*REQUIREMENT:*
The whole listing must be returned exactly, with no line missing.

START RECORDS FOR THE EXERCISE

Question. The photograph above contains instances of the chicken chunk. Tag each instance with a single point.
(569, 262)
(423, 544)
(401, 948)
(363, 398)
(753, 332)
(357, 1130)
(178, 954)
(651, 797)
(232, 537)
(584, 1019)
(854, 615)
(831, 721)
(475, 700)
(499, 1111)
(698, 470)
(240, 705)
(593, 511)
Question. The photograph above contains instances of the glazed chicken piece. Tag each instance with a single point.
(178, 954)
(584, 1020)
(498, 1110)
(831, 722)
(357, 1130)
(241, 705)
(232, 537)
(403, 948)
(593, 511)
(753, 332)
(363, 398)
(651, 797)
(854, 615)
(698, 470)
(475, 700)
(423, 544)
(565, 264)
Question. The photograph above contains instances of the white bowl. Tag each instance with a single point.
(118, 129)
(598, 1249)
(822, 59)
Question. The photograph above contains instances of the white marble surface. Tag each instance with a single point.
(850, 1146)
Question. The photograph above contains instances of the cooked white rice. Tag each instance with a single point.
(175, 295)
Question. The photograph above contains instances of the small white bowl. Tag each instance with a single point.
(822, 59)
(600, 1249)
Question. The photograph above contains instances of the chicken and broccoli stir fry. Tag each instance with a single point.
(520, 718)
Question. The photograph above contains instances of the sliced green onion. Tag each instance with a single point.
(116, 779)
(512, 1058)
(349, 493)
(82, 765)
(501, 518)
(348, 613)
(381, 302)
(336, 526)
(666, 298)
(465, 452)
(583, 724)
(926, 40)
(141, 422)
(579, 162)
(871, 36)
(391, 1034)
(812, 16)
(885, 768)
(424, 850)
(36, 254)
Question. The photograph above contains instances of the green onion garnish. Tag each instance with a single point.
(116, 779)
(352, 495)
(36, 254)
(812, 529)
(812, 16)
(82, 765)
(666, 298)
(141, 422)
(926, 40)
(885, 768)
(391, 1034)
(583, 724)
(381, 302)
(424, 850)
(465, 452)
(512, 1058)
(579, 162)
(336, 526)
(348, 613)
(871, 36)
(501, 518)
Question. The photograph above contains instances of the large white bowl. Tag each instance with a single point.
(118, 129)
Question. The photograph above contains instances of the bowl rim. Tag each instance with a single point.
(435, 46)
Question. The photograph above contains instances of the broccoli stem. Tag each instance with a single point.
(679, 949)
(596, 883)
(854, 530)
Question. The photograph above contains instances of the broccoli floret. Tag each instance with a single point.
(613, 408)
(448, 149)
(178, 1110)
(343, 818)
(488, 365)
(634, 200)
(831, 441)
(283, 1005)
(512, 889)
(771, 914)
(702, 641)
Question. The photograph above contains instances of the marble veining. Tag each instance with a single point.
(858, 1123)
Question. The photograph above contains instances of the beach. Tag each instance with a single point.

END RECORDS FOR THE EXERCISE

*OUTPUT BELOW:*
Question. The photograph above contains instances of the chicken chunk. Tag each instance with a single point.
(569, 262)
(423, 544)
(401, 948)
(363, 398)
(753, 332)
(357, 1130)
(178, 954)
(651, 797)
(232, 537)
(584, 1019)
(854, 615)
(831, 721)
(475, 700)
(499, 1111)
(698, 470)
(240, 705)
(593, 511)
Question. The photograph above contains instances of the glazed chicken piece. Tag each instance with a single point.
(178, 954)
(584, 1020)
(498, 1110)
(831, 722)
(357, 1130)
(241, 705)
(232, 537)
(403, 948)
(593, 511)
(753, 332)
(363, 398)
(651, 797)
(854, 615)
(698, 470)
(475, 700)
(423, 544)
(565, 264)
Question. The photograph above contains instances of the white bowl. Tag each instance with a single point.
(118, 129)
(598, 1249)
(822, 59)
Question. The photograph above contains instances of the white marble surface. Tag each instance with a single point.
(850, 1146)
Question. The photograph above contains instances of the cooked white rice. Tag each instance with a single point.
(175, 295)
Question. The photograph above contains instances of the small white bowl. Tag each instance with a single point.
(822, 59)
(600, 1249)
Question. The photograph above contains instances of the chicken and broccoli stir fry. Tag each instance with a single point.
(520, 718)
Question. The photograph above contains instances of the sliced green onion. Tag each instance with a single point.
(116, 779)
(512, 1058)
(349, 493)
(82, 765)
(501, 518)
(348, 613)
(381, 302)
(336, 526)
(666, 298)
(465, 452)
(583, 724)
(926, 40)
(141, 422)
(579, 162)
(871, 36)
(391, 1034)
(812, 16)
(885, 768)
(424, 850)
(36, 254)
Question. The photograph above contains instances of the green onion garnish. Tag each instance with a single point.
(116, 779)
(352, 495)
(36, 254)
(812, 529)
(812, 16)
(82, 765)
(666, 298)
(141, 422)
(926, 40)
(885, 768)
(391, 1034)
(583, 724)
(381, 302)
(424, 850)
(465, 452)
(512, 1058)
(579, 162)
(336, 526)
(348, 613)
(871, 36)
(501, 518)
Question. The photograph above contains instances of the large white bowl. Tag each instance with a single point.
(118, 129)
Question. The photograph above contains instances of the bowl rim. Tag each instance with a single point.
(435, 46)
Question. The photograph above contains instances of the broccoli stem. Tag each instance with a single point.
(679, 949)
(596, 883)
(854, 530)
Question. The photograph above contains instances of the broccoli floret. Tag each instance with a single point.
(613, 408)
(448, 149)
(178, 1110)
(343, 818)
(488, 365)
(634, 200)
(831, 441)
(283, 1005)
(512, 889)
(771, 914)
(702, 641)
Question. The photograph above contains instances of the marble veining. Tag each instance with a single point.
(858, 1123)
Question. The photograph above contains instances of the beach. Tag each instance with a single point.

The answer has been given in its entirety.